## EXERCISE:
Render the lines below as a numbered list, leaving out blank lines and the pictures.

·····

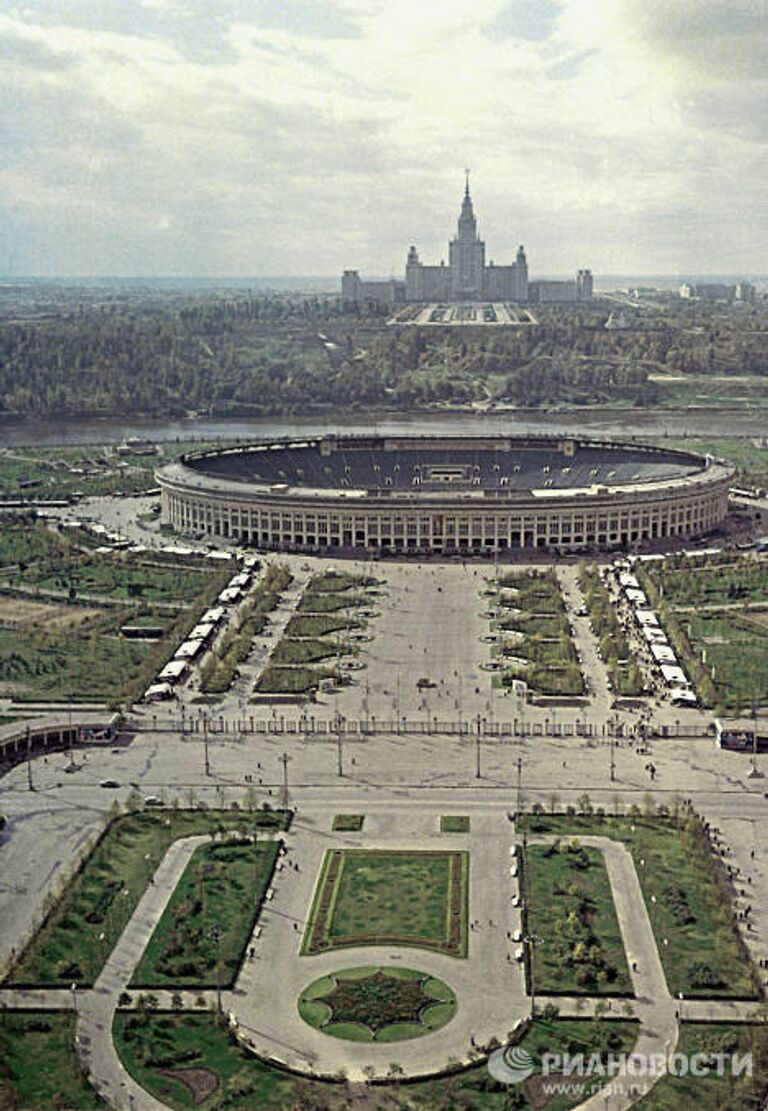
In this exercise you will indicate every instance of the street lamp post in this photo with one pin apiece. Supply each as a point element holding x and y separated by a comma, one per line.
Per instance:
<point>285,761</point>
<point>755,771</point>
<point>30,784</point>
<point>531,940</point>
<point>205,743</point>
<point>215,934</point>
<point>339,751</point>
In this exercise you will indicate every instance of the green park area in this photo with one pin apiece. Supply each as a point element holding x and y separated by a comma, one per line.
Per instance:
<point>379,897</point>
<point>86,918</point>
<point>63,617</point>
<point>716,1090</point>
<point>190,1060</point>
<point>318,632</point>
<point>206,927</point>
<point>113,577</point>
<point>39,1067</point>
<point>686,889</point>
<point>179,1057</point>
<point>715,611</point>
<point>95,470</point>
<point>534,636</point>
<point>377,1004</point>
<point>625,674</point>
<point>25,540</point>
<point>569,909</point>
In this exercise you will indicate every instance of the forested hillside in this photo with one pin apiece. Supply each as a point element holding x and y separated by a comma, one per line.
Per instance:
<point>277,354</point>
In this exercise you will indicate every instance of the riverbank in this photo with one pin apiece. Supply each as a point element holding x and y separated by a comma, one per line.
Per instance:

·····

## EXERCISE RESPONSE:
1. In this exercise you will indicate every instance of the street lamp post in this photo with one pin apiece. Supply each as a point element holding x and y separated by a comma, one per line.
2. Per instance:
3. <point>285,761</point>
4. <point>755,771</point>
5. <point>30,784</point>
6. <point>531,940</point>
7. <point>205,743</point>
8. <point>215,934</point>
9. <point>339,751</point>
10. In this exercise you will indicate every instance of the green park area in this photo with one pin apiece. Supply each as a point element holding x and y separated by a comma, one per line.
11. Per instance:
12. <point>379,897</point>
13. <point>86,918</point>
14. <point>63,617</point>
15. <point>716,1090</point>
16. <point>190,1060</point>
17. <point>318,632</point>
18. <point>206,927</point>
19. <point>113,577</point>
20. <point>39,1067</point>
21. <point>686,889</point>
22. <point>179,1057</point>
23. <point>715,611</point>
24. <point>95,470</point>
25. <point>534,636</point>
26. <point>377,1004</point>
27. <point>625,674</point>
28. <point>25,540</point>
29. <point>569,909</point>
30. In this exercise you will indicate every instance of the forested hillside in this photo with one pin apiece. Supply each as a point element holding x and y separated by a comma, one per line.
31. Per instance:
32. <point>277,354</point>
33. In this exercise you will indicate every instance of the riverbank in this photo with one pin apiece. Supply each as a point element holding x and y separated by a comma, one per line.
34. Per instance:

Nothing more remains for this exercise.